The checker-throated stipplethroat is 10 to 11 cm long and weighs 8.5 to 11.5 g. The sexes have nearly identical plumage. Males have a mostly gray face and a black throat with large white spots. Females have a mostly brownish buff face and throat. Adults of both sexes have a gray-brown crown and upperparts and a reddish tail. Their wing coverts are blackish brown to olive-brown with yellow-ochre tips and their flight feathers are reddish. Their breast is gray and the rest of their underparts are brownish buff that is darker towards the vent area. Their iris is golden that darkens with age. Juveniles have a gray iris that yellows as they mature.

==Distribution and habitat==

The checker-throated stipplethroat is found on the Caribbean slope from far southeastern Honduras through Nicaragua and Costa Rica into western Panama, on both the Caribbean and Pacific slopes from western Panama into Colombia, east in Colombia into the Magdalena River valley, and south through western Colombia and Ecuador nearly to Peru. It inhabits evergreen forest in the lowlands and foothills and adjacent mature secondary forest. It favors areas with dense vine tangles that collect debris. In elevation it mostly ranges up to about 750 m in Central America, to 1200 m in Colombia, and to 900 m in Ecuador. It does reach 900 m in Costa Rica and 2000 m in Colombia.

==Behavior==
===Movement===

The checker-throated stipplethroat is a year-round resident throughout its range.

• **DATASET EXTRACT**
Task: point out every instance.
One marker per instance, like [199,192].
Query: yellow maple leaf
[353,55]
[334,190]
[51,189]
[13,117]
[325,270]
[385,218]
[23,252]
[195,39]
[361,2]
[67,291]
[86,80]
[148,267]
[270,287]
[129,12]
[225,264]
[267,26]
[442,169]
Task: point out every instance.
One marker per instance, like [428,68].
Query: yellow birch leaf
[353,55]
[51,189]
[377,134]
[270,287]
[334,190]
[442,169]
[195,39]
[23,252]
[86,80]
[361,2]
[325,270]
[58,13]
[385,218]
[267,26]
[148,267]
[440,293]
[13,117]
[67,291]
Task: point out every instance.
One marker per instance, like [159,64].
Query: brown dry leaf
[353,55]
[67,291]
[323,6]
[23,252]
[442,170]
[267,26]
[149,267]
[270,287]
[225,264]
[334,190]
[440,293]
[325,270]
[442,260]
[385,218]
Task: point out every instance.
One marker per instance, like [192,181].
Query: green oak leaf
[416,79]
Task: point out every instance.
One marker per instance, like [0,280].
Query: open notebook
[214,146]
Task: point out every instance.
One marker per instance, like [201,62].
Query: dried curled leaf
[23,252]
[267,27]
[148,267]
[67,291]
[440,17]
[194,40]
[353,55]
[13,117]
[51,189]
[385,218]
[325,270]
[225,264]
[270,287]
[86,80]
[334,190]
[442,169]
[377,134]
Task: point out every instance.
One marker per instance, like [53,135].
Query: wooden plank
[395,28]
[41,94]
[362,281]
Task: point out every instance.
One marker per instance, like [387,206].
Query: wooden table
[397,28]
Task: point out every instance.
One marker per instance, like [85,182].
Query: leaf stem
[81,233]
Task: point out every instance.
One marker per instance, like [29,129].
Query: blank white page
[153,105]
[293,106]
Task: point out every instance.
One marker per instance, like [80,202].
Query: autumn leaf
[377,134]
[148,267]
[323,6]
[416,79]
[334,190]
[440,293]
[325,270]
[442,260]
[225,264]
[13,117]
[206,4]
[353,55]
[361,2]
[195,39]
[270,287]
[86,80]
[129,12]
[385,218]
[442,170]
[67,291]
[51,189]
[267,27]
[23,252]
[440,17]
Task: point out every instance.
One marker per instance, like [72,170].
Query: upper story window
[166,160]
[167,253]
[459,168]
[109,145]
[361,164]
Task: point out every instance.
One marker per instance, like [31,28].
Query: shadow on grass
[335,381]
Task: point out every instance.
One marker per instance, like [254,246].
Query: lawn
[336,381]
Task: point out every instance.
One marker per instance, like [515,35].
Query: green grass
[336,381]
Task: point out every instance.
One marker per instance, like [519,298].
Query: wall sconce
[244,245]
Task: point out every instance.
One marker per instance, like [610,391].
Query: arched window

• **EXERCISE INSTRUCTIONS**
Return, word for word, the part of the stipplethroat passage above that begins at the words "The checker-throated stipplethroat is found" and stops after the words "m in Colombia.".

• **SOLUTION FOR THIS EXERCISE**
The checker-throated stipplethroat is found on the Caribbean slope from far southeastern Honduras through Nicaragua and Costa Rica into western Panama, on both the Caribbean and Pacific slopes from western Panama into Colombia, east in Colombia into the Magdalena River valley, and south through western Colombia and Ecuador nearly to Peru. It inhabits evergreen forest in the lowlands and foothills and adjacent mature secondary forest. It favors areas with dense vine tangles that collect debris. In elevation it mostly ranges up to about 750 m in Central America, to 1200 m in Colombia, and to 900 m in Ecuador. It does reach 900 m in Costa Rica and 2000 m in Colombia.